-- PROMPT --
Extract every line of the items below that contains the word "pink", treating uppercase and lowercase letters as distinct.

[Stored dataset items]
START

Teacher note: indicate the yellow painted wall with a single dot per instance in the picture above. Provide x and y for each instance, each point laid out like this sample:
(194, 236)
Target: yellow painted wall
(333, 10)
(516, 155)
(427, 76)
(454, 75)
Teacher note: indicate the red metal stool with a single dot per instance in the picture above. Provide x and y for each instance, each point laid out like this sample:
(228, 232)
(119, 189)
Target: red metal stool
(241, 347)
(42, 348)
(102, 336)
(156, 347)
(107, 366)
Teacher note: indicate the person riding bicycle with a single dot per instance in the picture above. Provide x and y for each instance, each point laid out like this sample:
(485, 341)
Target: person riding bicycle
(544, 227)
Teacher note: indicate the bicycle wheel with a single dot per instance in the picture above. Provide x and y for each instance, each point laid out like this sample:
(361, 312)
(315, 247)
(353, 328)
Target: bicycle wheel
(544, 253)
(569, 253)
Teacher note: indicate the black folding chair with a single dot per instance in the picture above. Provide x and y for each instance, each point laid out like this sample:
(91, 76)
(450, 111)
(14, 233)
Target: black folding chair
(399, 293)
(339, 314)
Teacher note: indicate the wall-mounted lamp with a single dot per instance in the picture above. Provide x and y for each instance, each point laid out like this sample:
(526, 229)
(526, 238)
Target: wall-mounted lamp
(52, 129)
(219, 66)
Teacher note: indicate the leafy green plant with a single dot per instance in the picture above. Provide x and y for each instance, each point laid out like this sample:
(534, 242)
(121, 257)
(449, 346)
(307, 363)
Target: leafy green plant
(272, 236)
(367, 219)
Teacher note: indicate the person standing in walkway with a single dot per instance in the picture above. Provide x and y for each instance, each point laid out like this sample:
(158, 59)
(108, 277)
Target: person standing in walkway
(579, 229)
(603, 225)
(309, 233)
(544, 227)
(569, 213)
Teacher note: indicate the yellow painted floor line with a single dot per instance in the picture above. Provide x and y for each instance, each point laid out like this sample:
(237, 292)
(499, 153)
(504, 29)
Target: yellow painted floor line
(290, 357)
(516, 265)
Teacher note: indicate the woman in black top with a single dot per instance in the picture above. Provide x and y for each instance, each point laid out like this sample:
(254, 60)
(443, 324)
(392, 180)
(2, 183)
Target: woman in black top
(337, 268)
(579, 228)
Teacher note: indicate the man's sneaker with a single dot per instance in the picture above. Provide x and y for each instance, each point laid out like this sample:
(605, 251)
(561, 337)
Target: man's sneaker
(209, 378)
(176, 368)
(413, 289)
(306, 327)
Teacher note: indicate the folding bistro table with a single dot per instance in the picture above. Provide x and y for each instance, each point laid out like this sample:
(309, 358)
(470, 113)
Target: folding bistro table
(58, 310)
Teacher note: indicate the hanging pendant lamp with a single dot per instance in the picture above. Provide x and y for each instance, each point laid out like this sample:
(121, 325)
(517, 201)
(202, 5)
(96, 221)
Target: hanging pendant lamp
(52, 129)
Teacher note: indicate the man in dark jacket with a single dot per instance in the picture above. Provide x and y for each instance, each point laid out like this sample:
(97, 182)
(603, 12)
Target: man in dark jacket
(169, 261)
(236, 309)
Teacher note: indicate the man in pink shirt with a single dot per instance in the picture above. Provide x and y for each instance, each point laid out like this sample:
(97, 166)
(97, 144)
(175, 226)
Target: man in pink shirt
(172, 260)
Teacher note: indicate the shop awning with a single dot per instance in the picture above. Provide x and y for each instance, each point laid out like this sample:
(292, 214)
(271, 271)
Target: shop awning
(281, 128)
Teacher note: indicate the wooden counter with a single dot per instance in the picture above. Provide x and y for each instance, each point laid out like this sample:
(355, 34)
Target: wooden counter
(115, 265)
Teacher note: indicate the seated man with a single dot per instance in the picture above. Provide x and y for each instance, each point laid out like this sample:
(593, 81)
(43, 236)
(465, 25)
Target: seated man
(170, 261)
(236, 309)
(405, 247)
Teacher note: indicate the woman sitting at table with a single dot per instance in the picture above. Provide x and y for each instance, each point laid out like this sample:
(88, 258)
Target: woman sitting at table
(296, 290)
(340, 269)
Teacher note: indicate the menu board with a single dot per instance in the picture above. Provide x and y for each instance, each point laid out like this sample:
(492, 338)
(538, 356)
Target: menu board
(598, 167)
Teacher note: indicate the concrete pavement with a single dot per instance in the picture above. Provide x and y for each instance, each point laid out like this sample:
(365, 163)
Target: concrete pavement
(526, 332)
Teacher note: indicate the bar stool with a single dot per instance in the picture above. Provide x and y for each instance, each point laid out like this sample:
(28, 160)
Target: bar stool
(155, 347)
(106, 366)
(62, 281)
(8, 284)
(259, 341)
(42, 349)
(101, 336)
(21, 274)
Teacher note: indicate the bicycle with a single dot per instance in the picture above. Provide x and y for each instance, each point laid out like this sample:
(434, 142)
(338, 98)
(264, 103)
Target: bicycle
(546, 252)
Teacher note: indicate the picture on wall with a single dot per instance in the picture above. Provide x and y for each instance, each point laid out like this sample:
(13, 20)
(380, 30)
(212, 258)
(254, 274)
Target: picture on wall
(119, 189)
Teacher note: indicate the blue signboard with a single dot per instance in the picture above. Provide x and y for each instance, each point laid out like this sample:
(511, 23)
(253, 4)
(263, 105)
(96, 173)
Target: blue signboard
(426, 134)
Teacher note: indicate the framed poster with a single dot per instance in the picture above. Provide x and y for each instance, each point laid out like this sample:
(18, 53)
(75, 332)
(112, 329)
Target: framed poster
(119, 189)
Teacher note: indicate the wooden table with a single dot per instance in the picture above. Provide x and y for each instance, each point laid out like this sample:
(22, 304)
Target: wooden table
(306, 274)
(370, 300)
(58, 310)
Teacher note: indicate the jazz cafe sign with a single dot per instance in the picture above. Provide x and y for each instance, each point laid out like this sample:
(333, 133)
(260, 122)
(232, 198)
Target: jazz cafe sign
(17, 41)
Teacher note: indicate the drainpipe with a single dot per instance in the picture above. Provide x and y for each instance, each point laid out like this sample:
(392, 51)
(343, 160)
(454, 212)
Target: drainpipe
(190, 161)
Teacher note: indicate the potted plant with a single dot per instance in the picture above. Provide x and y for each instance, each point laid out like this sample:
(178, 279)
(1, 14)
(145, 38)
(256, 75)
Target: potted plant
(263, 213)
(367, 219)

END
START

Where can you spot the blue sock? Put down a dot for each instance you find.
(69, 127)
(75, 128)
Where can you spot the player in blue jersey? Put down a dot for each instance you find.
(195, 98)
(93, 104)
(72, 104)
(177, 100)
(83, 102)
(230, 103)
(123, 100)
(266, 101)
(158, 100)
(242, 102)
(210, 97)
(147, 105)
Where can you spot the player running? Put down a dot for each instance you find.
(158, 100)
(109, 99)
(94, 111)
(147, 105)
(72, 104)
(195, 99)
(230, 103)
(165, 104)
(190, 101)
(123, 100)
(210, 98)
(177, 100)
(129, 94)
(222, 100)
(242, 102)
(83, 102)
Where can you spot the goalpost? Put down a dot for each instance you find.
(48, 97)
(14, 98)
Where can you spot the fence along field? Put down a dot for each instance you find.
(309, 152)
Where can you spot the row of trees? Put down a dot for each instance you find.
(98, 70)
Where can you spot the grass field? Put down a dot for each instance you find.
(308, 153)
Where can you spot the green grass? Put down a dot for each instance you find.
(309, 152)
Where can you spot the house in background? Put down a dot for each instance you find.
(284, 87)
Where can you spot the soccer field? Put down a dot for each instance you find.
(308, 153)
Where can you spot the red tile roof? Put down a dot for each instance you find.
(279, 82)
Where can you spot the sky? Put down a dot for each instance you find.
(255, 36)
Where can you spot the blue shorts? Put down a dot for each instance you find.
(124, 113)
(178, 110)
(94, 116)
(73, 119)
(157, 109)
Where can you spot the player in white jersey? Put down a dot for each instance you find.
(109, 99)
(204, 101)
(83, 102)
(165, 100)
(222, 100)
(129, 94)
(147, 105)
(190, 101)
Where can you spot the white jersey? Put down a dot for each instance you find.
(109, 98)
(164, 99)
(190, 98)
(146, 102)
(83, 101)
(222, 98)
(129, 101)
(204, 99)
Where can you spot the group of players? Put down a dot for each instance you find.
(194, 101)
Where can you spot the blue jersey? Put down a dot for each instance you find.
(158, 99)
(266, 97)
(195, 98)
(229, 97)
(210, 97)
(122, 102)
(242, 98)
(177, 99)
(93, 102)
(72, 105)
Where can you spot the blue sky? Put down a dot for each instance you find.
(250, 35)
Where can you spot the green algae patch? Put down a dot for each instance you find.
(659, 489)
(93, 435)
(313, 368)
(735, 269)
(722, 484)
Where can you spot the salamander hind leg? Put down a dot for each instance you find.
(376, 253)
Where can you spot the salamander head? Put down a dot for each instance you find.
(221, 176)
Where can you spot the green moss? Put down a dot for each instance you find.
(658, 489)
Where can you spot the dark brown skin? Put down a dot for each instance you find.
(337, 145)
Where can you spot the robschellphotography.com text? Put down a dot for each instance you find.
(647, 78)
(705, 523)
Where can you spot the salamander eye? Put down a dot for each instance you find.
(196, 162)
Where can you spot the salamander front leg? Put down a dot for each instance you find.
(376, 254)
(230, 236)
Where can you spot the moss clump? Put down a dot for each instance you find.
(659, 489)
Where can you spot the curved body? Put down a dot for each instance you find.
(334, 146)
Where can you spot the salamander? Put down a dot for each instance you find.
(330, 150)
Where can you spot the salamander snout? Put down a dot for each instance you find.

END

-- REPLY --
Teacher note: indicate the man in pink shirt with a single dot per instance in the picture above. Provide x and y for each instance, each point laid out like this sample:
Target: man in pink shirt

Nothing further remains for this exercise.